— begin Information provided —

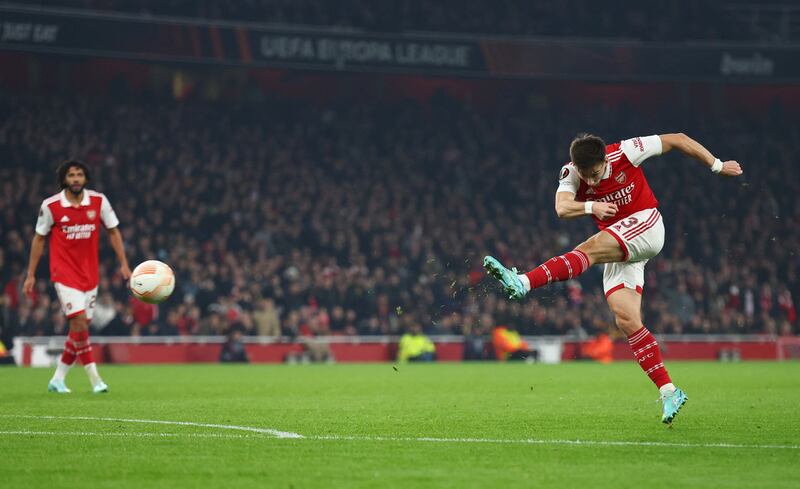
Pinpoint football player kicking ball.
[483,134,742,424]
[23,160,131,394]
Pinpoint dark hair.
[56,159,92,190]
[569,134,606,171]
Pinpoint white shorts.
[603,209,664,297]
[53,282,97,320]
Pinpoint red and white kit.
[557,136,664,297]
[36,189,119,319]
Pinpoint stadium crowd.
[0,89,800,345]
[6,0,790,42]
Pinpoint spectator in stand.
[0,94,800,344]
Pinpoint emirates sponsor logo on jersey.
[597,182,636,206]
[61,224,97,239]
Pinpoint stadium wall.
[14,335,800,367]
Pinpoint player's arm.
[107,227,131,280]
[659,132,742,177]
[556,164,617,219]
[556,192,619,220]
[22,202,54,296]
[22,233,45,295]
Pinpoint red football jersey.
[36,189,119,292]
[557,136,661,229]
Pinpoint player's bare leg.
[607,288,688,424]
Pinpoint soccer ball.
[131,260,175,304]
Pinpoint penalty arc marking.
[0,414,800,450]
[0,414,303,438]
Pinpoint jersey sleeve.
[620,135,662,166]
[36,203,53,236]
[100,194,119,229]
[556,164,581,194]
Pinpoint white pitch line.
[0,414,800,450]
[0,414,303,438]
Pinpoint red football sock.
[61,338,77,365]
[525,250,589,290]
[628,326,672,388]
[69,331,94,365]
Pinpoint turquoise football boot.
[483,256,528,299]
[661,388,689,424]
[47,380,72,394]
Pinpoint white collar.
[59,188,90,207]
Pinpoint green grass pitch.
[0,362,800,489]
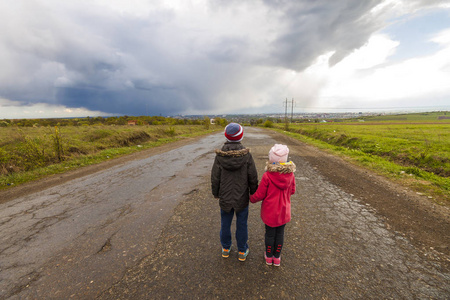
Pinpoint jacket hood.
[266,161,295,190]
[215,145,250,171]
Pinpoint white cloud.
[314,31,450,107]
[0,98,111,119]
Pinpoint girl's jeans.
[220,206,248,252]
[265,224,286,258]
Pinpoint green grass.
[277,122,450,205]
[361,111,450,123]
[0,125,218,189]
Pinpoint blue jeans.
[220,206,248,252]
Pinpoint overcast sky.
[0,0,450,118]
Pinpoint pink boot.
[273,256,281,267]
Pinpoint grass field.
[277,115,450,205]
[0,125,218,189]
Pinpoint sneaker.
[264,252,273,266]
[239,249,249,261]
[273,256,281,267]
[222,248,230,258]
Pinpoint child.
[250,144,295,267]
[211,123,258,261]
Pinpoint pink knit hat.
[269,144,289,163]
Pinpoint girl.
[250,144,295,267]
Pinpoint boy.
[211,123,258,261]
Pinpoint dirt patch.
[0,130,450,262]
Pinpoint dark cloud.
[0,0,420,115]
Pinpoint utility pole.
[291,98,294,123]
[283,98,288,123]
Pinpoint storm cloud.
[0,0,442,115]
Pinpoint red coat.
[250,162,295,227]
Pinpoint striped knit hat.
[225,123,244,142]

— end Information provided —
— begin Information provided —

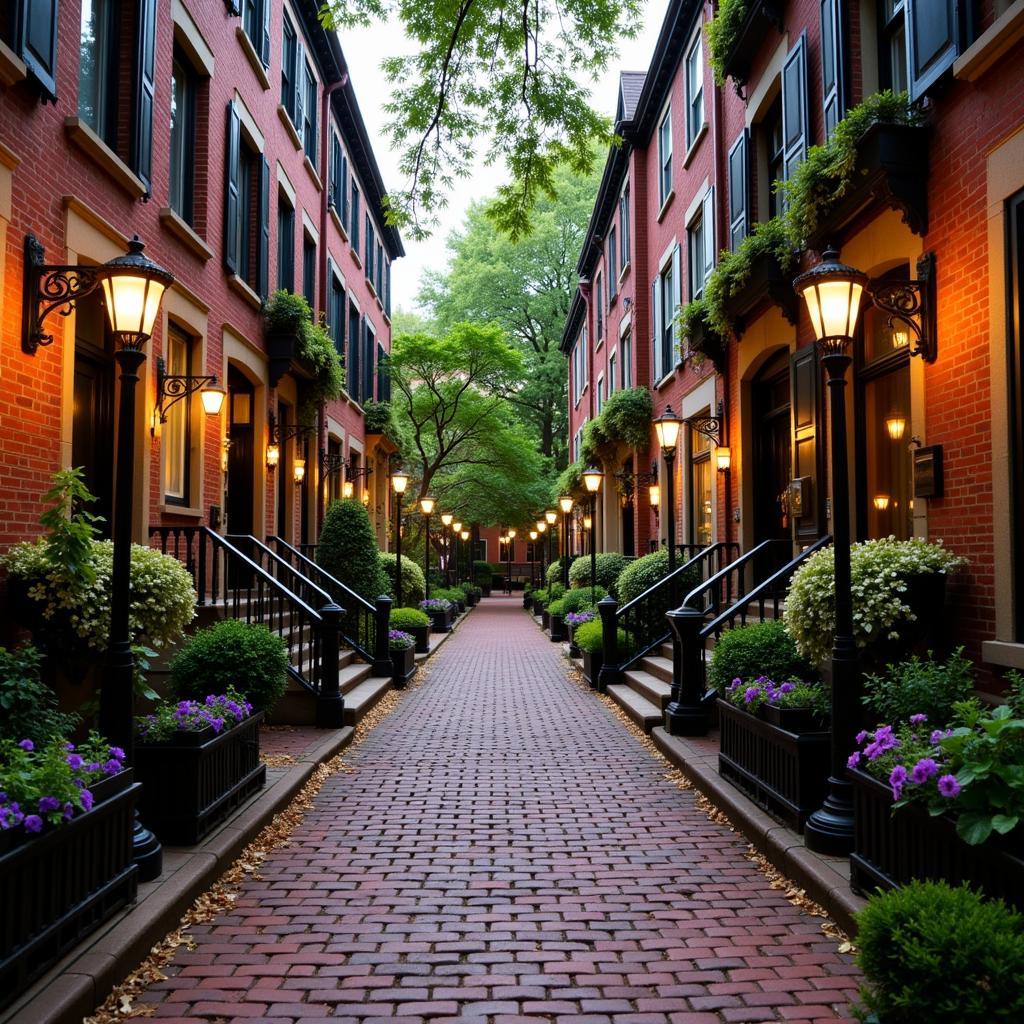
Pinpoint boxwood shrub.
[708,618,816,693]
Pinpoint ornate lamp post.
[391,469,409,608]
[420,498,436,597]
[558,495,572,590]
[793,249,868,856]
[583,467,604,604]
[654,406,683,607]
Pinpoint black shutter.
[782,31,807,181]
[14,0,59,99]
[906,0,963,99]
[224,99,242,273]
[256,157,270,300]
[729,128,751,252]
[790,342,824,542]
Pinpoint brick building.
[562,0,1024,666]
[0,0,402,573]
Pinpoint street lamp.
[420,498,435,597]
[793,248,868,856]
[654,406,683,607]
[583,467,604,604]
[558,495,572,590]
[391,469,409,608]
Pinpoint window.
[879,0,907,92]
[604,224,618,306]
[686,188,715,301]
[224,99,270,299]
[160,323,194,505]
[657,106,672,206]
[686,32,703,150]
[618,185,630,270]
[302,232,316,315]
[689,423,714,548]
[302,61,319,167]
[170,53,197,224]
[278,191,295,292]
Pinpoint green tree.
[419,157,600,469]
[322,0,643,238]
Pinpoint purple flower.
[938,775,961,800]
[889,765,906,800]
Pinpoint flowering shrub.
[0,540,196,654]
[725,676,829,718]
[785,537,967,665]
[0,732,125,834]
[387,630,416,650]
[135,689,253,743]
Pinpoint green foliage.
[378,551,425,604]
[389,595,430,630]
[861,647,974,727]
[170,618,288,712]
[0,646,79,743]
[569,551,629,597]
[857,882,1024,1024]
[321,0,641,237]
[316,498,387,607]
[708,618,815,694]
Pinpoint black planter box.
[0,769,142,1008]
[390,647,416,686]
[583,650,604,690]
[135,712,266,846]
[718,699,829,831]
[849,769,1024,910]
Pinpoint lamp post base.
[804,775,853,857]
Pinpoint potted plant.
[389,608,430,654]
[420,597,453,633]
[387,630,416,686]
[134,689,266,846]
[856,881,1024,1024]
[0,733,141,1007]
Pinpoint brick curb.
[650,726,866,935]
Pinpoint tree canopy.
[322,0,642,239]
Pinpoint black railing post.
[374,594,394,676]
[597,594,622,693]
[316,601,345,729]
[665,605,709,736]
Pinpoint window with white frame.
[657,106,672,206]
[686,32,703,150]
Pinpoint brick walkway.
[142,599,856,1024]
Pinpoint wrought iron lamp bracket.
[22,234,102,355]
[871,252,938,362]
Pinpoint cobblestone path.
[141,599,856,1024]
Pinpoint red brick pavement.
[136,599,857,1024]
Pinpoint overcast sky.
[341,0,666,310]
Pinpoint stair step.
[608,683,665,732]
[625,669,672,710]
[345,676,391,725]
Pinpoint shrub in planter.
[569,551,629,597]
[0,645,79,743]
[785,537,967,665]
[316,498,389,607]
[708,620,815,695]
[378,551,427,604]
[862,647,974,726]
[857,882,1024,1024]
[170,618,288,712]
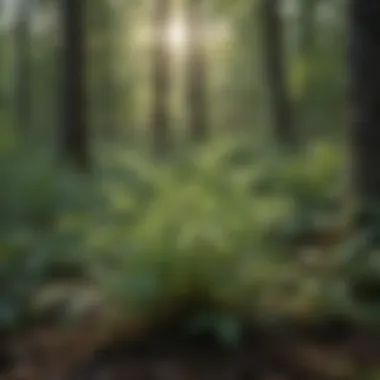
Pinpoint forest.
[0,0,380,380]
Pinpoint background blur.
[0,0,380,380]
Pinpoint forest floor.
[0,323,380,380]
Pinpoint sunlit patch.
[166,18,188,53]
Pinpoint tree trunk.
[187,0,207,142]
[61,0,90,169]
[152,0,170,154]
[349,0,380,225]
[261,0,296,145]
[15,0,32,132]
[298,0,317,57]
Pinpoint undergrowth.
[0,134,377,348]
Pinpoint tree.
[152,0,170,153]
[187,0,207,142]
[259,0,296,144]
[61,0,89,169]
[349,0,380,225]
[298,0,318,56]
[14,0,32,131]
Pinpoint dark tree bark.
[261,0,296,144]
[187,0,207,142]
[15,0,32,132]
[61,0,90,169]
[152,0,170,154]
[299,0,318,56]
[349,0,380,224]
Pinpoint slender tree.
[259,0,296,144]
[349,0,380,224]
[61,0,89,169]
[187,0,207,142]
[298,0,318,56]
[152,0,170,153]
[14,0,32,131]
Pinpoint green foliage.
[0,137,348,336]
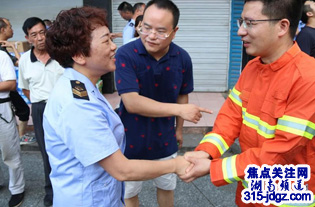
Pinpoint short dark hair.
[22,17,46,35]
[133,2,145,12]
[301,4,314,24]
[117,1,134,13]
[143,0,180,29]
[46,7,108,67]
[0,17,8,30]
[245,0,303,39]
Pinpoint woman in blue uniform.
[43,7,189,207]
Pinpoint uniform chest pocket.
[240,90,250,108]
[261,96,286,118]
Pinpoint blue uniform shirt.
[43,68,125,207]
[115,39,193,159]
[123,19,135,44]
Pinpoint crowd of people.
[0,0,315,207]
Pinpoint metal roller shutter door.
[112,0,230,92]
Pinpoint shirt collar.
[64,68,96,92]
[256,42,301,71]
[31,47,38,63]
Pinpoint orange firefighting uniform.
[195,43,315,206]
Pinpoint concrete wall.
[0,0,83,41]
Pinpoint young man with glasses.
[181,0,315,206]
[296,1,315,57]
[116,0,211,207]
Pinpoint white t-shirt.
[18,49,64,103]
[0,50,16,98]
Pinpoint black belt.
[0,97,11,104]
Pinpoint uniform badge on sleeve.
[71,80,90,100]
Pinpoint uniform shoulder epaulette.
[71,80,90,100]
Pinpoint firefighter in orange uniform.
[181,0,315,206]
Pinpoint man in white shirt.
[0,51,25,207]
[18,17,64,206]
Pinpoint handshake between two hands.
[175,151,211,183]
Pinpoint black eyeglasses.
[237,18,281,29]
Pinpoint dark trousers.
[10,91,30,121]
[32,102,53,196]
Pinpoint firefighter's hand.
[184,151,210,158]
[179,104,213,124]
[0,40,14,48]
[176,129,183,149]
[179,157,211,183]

— end Information provided —

» **Exercise goal**
Copy out the listing line for line, starting at the line containing "Pinpoint shrub in planter." and ending at the line containing "[0,0,83,41]", both included. Omit the pictures.

» **Solution to this exercise**
Pinpoint shrub in planter.
[569,551,629,597]
[0,645,79,743]
[785,537,967,665]
[316,498,389,607]
[708,620,815,695]
[378,551,427,604]
[862,647,974,726]
[857,882,1024,1024]
[170,618,288,712]
Pinpoint forest.
[0,0,380,380]
Pinpoint background blur.
[0,0,380,380]
Pinpoint forest floor.
[0,323,380,380]
Pinpoint sunlit patch.
[166,18,188,53]
Pinpoint tree trunk.
[187,0,207,142]
[61,0,90,169]
[152,0,170,154]
[349,0,380,225]
[261,0,296,145]
[15,0,32,132]
[298,0,317,57]
Pinpoint undergrowth.
[0,134,377,348]
Pinpoint tree.
[152,0,170,153]
[187,0,207,142]
[259,0,296,144]
[61,0,89,169]
[349,0,380,225]
[298,0,318,56]
[14,0,32,131]
Pinpoint dark tree bark.
[261,0,296,144]
[187,0,207,142]
[15,0,32,132]
[61,0,90,169]
[152,0,170,154]
[299,0,318,56]
[349,0,380,224]
Pinpoint slender tree.
[259,0,296,144]
[349,0,380,224]
[61,0,89,169]
[187,0,207,142]
[298,0,318,56]
[152,0,170,153]
[14,0,32,131]
Pinpoint green foliage.
[0,137,348,336]
Pinpoint short dark hair.
[22,17,46,35]
[133,2,145,12]
[301,4,314,24]
[117,1,134,13]
[143,0,180,29]
[46,7,108,67]
[0,17,8,30]
[245,0,303,39]
Pinpoint woman in blue uniform.
[43,7,189,207]
Pinpoint uniform chest pocket.
[240,90,250,108]
[261,96,286,118]
Pinpoint blue uniform shirt.
[43,68,125,207]
[115,39,193,159]
[123,19,135,44]
Pinpoint crowd of people.
[0,0,315,207]
Pinpoint metal roller shutter door.
[112,0,230,92]
Pinpoint shirt collar.
[64,68,96,92]
[256,42,301,71]
[31,47,38,63]
Pinpoint orange firefighting uniform.
[195,43,315,206]
Pinpoint concrete wall.
[0,0,83,41]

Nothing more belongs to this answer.